:: Input
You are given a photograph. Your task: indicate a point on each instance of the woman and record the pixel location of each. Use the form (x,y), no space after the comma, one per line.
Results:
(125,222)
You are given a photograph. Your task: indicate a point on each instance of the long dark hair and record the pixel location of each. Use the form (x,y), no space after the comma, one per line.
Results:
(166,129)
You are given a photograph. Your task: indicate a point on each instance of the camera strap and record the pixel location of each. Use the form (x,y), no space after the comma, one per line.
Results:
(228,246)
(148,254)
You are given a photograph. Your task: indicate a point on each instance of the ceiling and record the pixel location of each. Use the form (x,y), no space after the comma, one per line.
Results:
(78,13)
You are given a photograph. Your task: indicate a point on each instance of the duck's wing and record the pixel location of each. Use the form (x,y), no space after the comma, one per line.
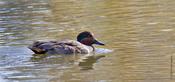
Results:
(39,47)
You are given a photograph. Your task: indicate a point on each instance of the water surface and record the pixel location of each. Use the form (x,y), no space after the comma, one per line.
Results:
(140,33)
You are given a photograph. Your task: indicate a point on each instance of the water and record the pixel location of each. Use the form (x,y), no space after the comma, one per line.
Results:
(140,33)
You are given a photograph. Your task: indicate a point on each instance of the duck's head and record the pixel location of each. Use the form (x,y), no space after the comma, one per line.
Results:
(88,39)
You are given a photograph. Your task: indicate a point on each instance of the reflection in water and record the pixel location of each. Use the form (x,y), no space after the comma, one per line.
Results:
(88,61)
(140,33)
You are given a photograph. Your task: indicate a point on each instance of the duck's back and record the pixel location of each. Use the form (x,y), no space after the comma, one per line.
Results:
(63,47)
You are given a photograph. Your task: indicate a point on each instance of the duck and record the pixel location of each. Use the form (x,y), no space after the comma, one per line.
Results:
(83,45)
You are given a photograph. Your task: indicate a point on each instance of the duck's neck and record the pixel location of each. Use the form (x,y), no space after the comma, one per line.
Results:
(93,48)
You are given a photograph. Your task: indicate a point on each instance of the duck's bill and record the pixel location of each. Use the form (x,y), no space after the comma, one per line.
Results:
(98,43)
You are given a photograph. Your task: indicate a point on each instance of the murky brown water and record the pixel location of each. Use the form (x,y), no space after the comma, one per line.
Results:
(140,33)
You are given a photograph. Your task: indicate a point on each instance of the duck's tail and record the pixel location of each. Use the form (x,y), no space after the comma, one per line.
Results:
(35,48)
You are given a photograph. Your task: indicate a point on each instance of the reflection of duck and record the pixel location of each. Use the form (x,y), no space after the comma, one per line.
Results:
(83,45)
(87,62)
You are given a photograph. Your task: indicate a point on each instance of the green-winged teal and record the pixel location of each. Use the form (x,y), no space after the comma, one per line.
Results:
(83,45)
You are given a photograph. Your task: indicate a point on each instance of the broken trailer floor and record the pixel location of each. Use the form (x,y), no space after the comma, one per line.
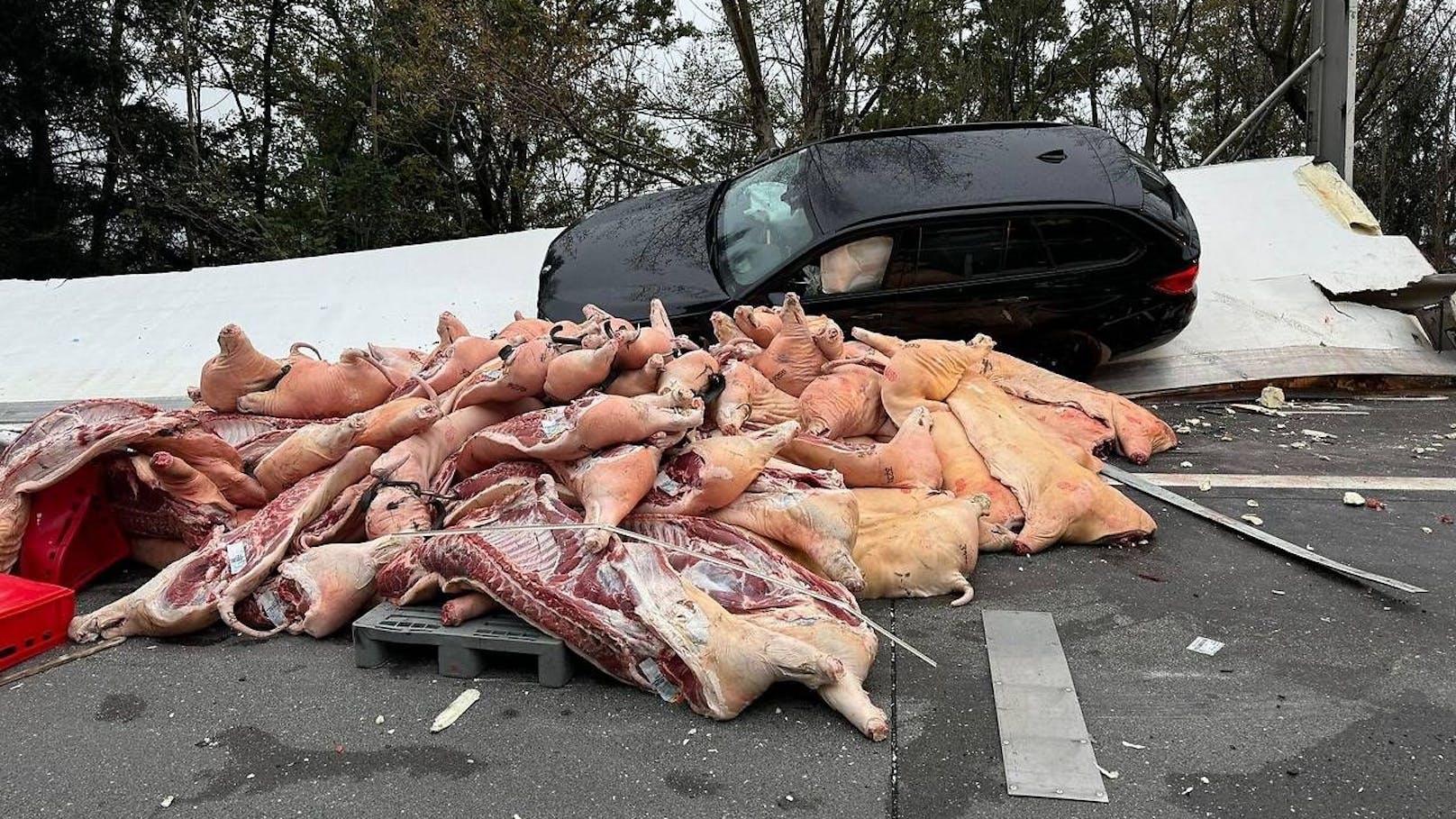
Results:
(1330,700)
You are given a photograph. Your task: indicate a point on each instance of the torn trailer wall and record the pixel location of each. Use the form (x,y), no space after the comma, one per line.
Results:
(1278,236)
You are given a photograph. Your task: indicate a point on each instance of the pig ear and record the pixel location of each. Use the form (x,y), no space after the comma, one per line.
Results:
(659,316)
(714,388)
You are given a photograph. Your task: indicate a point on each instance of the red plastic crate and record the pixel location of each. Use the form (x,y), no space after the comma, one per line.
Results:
(32,618)
(71,535)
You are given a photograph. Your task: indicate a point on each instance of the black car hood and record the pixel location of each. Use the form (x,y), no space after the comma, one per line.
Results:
(619,259)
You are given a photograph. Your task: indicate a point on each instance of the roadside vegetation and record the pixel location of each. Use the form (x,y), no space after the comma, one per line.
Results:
(162,134)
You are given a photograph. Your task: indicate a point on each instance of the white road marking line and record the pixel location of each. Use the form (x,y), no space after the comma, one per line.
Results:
(1388,483)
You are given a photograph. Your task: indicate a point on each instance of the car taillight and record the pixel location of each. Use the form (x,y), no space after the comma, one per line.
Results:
(1179,283)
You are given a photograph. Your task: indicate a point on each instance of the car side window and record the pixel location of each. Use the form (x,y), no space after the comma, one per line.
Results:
(950,254)
(855,267)
(1084,241)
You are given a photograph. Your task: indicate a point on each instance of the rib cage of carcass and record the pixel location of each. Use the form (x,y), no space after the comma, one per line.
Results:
(772,477)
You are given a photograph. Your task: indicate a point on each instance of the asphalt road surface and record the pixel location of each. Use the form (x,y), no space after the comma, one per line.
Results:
(1331,698)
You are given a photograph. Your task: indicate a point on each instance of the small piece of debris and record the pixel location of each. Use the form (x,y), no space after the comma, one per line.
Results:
(1205,646)
(455,708)
(1271,398)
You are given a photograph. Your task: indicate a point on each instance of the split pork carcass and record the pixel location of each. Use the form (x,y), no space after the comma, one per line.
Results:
(302,490)
(207,585)
(652,625)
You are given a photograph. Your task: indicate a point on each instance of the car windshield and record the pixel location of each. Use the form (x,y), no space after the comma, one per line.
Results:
(765,221)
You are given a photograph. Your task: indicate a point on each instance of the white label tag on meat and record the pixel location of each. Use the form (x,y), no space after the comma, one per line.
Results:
(236,557)
(654,677)
(271,605)
(667,484)
(555,424)
(1205,646)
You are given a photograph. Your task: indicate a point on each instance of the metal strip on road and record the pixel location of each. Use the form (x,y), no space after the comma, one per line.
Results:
(1353,483)
(1044,739)
(1171,497)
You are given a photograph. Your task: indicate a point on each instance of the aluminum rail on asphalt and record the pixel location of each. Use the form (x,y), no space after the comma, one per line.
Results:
(1335,483)
(621,532)
(1046,746)
(1171,497)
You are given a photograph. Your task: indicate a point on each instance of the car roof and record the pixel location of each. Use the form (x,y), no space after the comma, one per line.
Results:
(876,175)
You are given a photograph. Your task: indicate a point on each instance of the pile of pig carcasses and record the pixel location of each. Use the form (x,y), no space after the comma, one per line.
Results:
(695,522)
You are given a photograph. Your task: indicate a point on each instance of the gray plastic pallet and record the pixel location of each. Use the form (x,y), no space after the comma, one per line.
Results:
(462,649)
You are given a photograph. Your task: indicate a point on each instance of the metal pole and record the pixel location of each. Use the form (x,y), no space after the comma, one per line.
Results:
(1259,111)
(1333,87)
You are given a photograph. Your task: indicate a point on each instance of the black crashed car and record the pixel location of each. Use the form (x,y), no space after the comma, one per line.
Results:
(1058,241)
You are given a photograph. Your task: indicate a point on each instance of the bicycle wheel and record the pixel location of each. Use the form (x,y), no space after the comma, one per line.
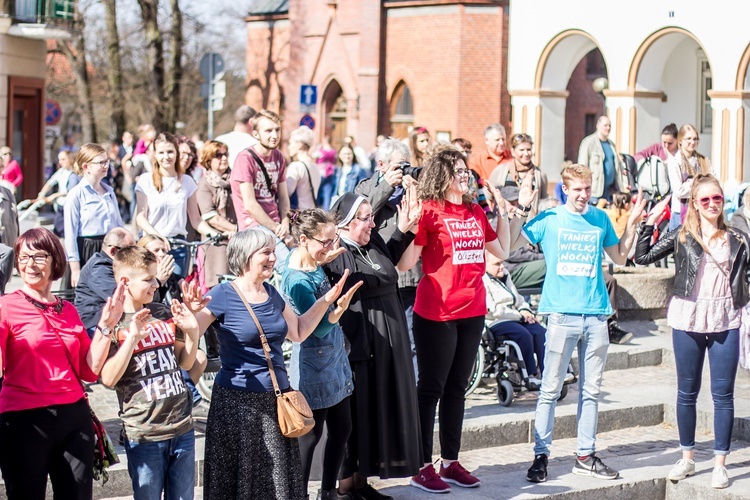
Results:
(476,372)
::::
Repeat the material above verbatim. Leave the pictures behind.

Answer for the task:
You are given a photograph. Your task: indicate a point on each instance of the woman and record the pixel location of each. Use the form (x,y), no space after the comma, one per line.
Results:
(125,222)
You are given a photograph. Your task: indicate a point on each instance of the long dark hair and record the pixel location of each. Use the form (x,y), no space after the comma, one per line.
Results:
(166,129)
You are given a photograph. Your task: indicate a point on each instance of the camera strap and record the pixel location of each. Use the form (x,y), no space after the comma, one per line.
Results:
(228,246)
(148,254)
You are given a photograph. Your task: indicate a point on each instance of the ceiling and record the pixel location of each. Use the form (x,y), no space after the comma, one per line.
Results:
(78,13)
You are given a photograph. Your task: indicate a point on each instance of the duck's wing and record the pixel location of each. Use the form (x,y), no space after the comma, one per line.
Results:
(39,47)
You are given a photograph. Your task: indicate a point on each instance of the water surface and record the pixel location of each. Use the form (x,y), no space after the comma, one per line.
Results:
(140,33)
You are given a photograph. Your task: indicate a point on each instance of the water and record the pixel location of each. Use the form (x,y), no space after the comma, one per line.
Results:
(140,33)
You are given a photograph. Your task: indicate a point on each instance of the duck's head and record the pixel location of each. Use the form (x,y), no space after the comma, one per line.
Results:
(88,39)
You are given a photograph. Your task: indicate a point on each instance of the reflection in water and record the pixel location of each. Use the form (x,y), no space after the comma, one per line.
Results:
(88,61)
(140,33)
You are given a photograph. Your task: indicate a point on each instance of the duck's back and record the pixel location of each. Use the form (x,y), no space after the comma, one per line.
Results:
(63,47)
You are given a photograph. Your task: indicate a point on each instance of the duck and record the pixel location of each. Use the form (x,y), no space after the comma, one per line.
Results:
(83,45)
You are given a photograph. Your task: indicate a point on each instance of the duck's neck and record the pixel location of each. Use the form (x,y), no space after the comma, one per line.
Results:
(93,48)
You are given a photograph. Your task: indicate a point on each instance of the duck's bill and record the pixel location of each. Use the form (x,y), no space after the comma, one per line.
Results:
(98,43)
You are given a photograph. Your task: indicate a point on each instance of the murky brown water and record the pixel location of each. Use the form (x,y), no space after the comma, one per line.
Results:
(140,33)
You are given a photograph. Your task: indicate a point on each instance of the duck's tail and record the pixel location of each. Use the form (x,y), no space after the comma, one per line.
Results:
(35,48)
You are given a photograph. Your task: indicate a point on each instance of the reflection of duck and record the pixel location of each. Use the form (x,y), no space after the comma, one per line.
Results:
(83,45)
(87,62)
You are given a photograph. Your task: indicate a point on each instance of the green-winged teal and record the pixel location of each. Use the form (x,y), no space after the comma, one per line.
Results:
(83,45)
You are given a photograph. Your task: indicate a point on each instance of the broken trailer floor and record the pixel location of each. Use the form (x,y), no space after the comma, one per line.
Results:
(1330,700)
You are given a photograph. Your task: indicate a point on each instance of the torn trailer wall and record the pixel location of each. Use the form (x,y), no space after the comma, one per line.
Results:
(1278,236)
You are given a photograph. Your task: indicate a point on each instance of the pig ear and record the pixel location of each. Use the form (x,y), no space after the comma, one per line.
Results:
(659,316)
(714,388)
You are given a photograph. Your task: indicate a point on each instance of the red plastic crate and record the pixel location of each. Use the form (x,y), no space after the comma, one per line.
Results:
(32,618)
(71,535)
You are given a photograph. Your task: indicate a point on each instance of the black car hood and record the pixel location of each. Use the form (x,y), no space after the comma, one per line.
Results:
(619,259)
You are given a photograph. Your task: indicate a point on each instance of the roadside vegetation and record the pixel location of each. Use the form (x,y), no space after the comma, one per line.
Results:
(162,134)
You are given a photograph. Your task: indicate a point on each instance of the white road marking line and record the pixel location of each. Use the form (x,y), no space after the comma, one per line.
Results:
(1388,483)
You are given a photograph. Your task: indicate a point on each instance of the car taillight and record the pixel location of each. Use the form (x,y), no space after the comma, one per line.
Results:
(1179,283)
You are given a photograph. Your task: indicate a point on each instance of the car side window and record the pixel location of each. Use the form (x,y), no space after the comma, one per line.
Results:
(950,254)
(855,267)
(1084,241)
You are given a photograph. Your task: indicate a point on each instance of the rib cage of carcass and record the pixel location of each. Use the form (x,y), no space after the comma, one per line.
Results:
(772,477)
You are given a photograph. Your task: indicate a point on each instance of the asphalt road surface and record the pixel location of each. Use the form (x,y), no space after the comma, one per line.
Results:
(1331,698)
You are given a photograph. Your task: indicate a point on each instance of the small piece of debris and record the pixel location of each. Use the form (x,y), no space after the comma, one per line.
Results:
(1205,646)
(455,708)
(1271,398)
You are given a photograph. Your task: indicate a point on each instance of the split pork carcass and record the pixel location of each. Use the form (x,y), no space after the comma, one per line.
Results:
(302,490)
(207,585)
(652,625)
You are given a photograph. Your task: indicate a point on each instance of the car windshield and record the pixel location of each. Use the form (x,y), no space after the comma, one per line.
Results:
(765,221)
You are given a photograph. Your task: indicate a point on each instance of the white label tag on meat and record the pixel location of each. Use the form (x,y), no space after the comma, one per line.
Results:
(236,557)
(654,677)
(271,605)
(667,484)
(555,424)
(1205,646)
You are given a photograph. Your task: indicate a point on each instance of the metal strip on road and record the pixel location of each. Use the form (x,y), no space after the comma, one per line.
Results:
(1353,483)
(1044,739)
(1171,497)
You are given a photograph. Your task: indicate a point on each instance of the aluminum rail on asphalt and record the pixel location of each. Use the form (x,y), no space after the comma, one per line.
Results:
(1335,483)
(621,532)
(1046,746)
(1171,497)
You are given a photograph. Your task: indicate a point on each instance of the car roof and record the pixel location of each. Use the form (x,y), no space after the comma, one per line.
Results:
(876,175)
You are given a photograph. Your task: indicate a point on each instance of the pile of pig carcasses and record the pixel location of each. Use the form (x,y), no space after the comma, one per line.
Results:
(695,522)
You are given a photograph. Your task: indicate a point on each instance of the gray plastic pallet and record the pixel location of each. Use the form (x,y), no space after the comma, one per line.
Results:
(462,649)
You are given a photograph. Your task: indicate a point on each instance of the metal pole and record the pixel location of each. Use the form (x,y), no space after the comma, one per line.
Results:
(1259,111)
(1333,87)
You are given a photograph. Your task: indicate a point on each instance of the black crashed car and record the pixel location of each. Use the form (x,y), no space after the comma, one per line.
Results:
(1058,241)
You are given a photograph. Your task: indicate a point on each instance of the bicycle wheel and record the pixel location of each. Use the form (x,y), no space after the comma, one per line.
Results:
(476,372)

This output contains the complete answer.